Directions for this task: The response must consist of the lines below from the one with "Annotation task — tag each instance of the white trim" through the one with "Annotation task — tag each instance of the white sign", exactly as they appear and with both ends kept.

Provided material:
•••••

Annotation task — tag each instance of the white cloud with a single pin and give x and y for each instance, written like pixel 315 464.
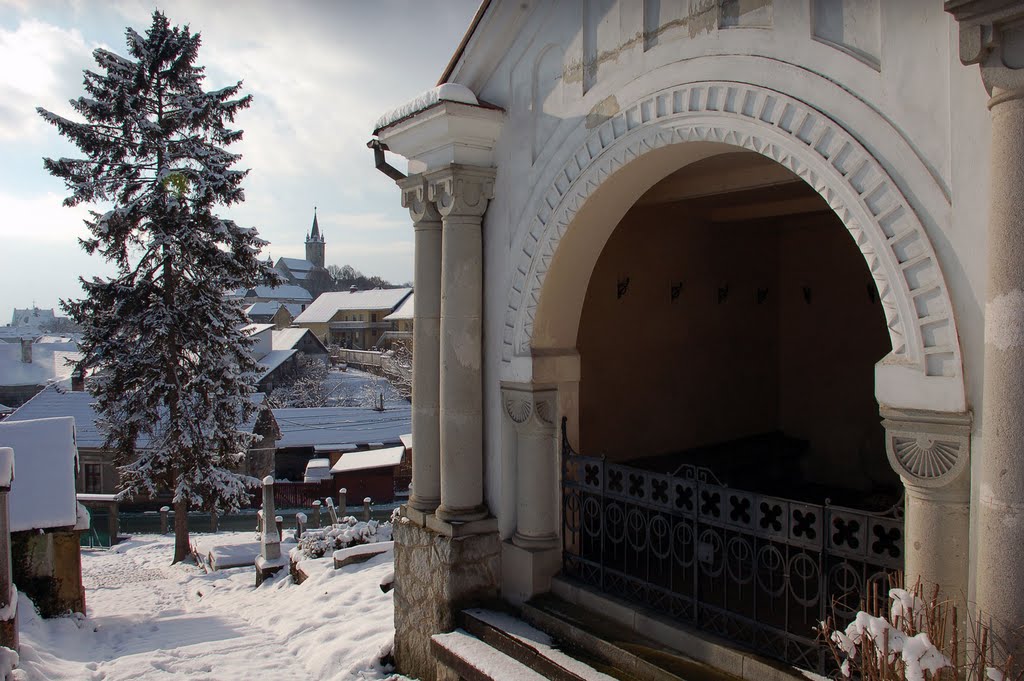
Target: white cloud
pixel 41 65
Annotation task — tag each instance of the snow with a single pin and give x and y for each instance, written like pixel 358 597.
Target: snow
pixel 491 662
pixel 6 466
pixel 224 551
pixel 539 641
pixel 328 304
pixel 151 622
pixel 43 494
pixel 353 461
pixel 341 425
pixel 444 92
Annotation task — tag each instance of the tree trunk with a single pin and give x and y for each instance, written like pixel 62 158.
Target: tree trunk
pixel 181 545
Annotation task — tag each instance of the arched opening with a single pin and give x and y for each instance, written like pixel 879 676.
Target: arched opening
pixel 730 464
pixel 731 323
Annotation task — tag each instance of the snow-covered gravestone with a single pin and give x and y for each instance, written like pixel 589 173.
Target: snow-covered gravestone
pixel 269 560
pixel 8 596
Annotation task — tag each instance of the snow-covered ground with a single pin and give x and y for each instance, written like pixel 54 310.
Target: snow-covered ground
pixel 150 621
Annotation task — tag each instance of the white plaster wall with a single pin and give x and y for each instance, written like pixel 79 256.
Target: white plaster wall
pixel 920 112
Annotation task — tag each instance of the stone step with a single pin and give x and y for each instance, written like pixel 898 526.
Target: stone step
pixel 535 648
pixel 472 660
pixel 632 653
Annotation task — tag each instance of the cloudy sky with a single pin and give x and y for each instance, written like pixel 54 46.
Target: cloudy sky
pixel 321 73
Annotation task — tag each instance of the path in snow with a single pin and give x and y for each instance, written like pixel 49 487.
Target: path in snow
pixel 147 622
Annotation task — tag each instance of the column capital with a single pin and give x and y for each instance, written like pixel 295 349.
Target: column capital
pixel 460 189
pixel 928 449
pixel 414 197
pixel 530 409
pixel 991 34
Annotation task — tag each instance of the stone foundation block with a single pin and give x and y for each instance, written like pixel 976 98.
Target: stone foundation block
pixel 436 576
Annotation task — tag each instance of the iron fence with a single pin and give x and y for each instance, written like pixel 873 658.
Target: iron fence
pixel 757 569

•••••

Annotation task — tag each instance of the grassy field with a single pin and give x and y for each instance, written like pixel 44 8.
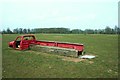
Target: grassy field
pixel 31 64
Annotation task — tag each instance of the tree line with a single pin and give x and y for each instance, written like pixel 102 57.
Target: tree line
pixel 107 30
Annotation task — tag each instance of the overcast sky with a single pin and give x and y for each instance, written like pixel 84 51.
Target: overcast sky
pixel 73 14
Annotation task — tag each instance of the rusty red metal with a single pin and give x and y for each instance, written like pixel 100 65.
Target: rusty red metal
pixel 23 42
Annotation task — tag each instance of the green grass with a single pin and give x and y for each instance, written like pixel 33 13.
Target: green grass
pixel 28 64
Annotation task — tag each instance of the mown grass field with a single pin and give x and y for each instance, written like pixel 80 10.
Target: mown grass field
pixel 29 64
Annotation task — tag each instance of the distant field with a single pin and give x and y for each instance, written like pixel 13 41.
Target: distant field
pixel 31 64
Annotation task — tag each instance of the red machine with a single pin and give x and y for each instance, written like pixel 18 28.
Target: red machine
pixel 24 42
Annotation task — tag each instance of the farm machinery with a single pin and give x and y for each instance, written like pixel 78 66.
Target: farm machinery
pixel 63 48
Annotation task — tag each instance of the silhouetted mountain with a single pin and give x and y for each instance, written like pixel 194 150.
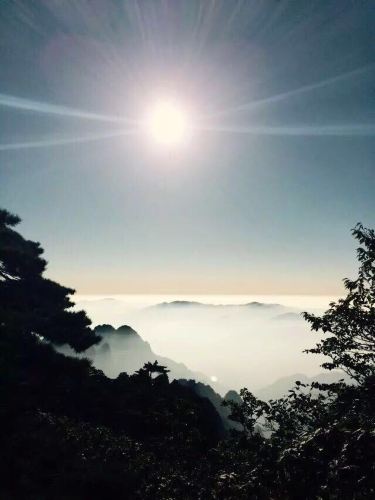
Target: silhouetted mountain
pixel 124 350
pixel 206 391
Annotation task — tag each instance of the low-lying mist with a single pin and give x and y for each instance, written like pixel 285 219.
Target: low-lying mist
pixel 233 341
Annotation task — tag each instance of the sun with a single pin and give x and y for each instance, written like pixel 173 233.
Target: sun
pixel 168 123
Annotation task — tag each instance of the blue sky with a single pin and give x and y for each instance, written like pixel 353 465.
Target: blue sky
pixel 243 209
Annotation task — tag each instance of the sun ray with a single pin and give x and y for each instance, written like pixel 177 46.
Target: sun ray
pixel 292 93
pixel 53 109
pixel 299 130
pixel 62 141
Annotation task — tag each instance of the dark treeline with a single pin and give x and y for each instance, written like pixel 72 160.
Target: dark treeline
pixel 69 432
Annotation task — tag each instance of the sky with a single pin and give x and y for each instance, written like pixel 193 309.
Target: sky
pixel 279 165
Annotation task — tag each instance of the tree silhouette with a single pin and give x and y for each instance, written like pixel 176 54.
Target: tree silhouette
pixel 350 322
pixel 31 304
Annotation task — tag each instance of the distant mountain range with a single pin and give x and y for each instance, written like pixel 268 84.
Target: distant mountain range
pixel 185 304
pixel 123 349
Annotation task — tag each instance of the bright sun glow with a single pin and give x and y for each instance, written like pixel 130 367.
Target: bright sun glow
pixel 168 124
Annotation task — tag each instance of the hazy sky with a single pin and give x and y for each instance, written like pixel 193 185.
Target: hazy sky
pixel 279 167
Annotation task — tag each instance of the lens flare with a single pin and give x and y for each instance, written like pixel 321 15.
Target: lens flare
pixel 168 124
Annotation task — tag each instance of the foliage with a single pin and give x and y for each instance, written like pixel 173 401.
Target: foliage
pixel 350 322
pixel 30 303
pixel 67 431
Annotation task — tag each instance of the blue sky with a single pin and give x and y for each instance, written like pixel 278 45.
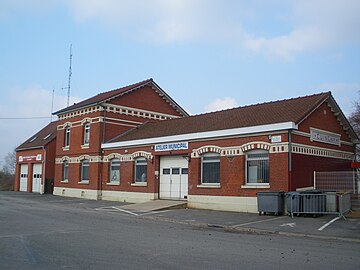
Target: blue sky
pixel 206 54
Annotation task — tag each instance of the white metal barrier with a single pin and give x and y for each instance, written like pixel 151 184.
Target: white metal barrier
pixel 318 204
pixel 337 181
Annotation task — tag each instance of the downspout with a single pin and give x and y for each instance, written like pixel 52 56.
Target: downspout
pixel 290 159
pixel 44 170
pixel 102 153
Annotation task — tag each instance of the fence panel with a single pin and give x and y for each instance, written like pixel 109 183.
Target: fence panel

•••••

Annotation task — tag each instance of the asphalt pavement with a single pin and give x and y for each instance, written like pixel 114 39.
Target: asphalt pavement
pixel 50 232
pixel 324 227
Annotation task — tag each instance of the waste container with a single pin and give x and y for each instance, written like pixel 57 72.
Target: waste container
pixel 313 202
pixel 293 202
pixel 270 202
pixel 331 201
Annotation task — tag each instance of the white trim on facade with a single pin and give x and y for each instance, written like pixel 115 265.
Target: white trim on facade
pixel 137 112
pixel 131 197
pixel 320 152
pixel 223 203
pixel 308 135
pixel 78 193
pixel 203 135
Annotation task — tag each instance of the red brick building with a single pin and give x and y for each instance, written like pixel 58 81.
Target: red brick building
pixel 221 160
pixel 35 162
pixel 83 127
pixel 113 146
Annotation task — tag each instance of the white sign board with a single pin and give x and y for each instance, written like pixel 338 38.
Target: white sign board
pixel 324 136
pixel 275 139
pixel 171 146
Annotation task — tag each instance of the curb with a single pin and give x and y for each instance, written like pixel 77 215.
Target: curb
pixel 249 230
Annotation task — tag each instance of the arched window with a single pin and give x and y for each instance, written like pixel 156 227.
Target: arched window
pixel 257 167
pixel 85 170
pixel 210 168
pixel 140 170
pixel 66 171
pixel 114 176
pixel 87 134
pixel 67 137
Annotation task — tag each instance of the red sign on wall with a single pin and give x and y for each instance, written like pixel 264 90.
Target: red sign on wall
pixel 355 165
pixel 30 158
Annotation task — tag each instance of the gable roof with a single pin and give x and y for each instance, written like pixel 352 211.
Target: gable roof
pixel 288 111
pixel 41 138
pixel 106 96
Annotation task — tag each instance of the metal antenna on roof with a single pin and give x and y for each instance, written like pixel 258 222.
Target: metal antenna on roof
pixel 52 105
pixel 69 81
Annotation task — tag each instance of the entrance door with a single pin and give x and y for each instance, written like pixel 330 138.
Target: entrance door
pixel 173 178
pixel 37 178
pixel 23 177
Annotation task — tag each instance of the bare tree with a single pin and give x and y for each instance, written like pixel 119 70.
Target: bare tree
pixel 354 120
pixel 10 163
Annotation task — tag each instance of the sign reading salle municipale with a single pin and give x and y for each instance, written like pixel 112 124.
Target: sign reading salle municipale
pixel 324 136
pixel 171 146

•••••

Result for this exercise:
Annotation task — tag each instance of the white trim on facade with a single pin and give x and y for each instance, written like pixel 115 265.
Target: white trim on facade
pixel 137 112
pixel 131 197
pixel 320 152
pixel 223 203
pixel 308 135
pixel 78 193
pixel 203 135
Annotation task — tag each instance of the red brick building with a single pin and give x and y for each instance, written like pixel 58 81.
Target: red brick building
pixel 221 160
pixel 35 162
pixel 83 127
pixel 113 146
Annotation task — tag each instance of the white sign board with a single pin and give x and y for each instance, written like pixel 338 38.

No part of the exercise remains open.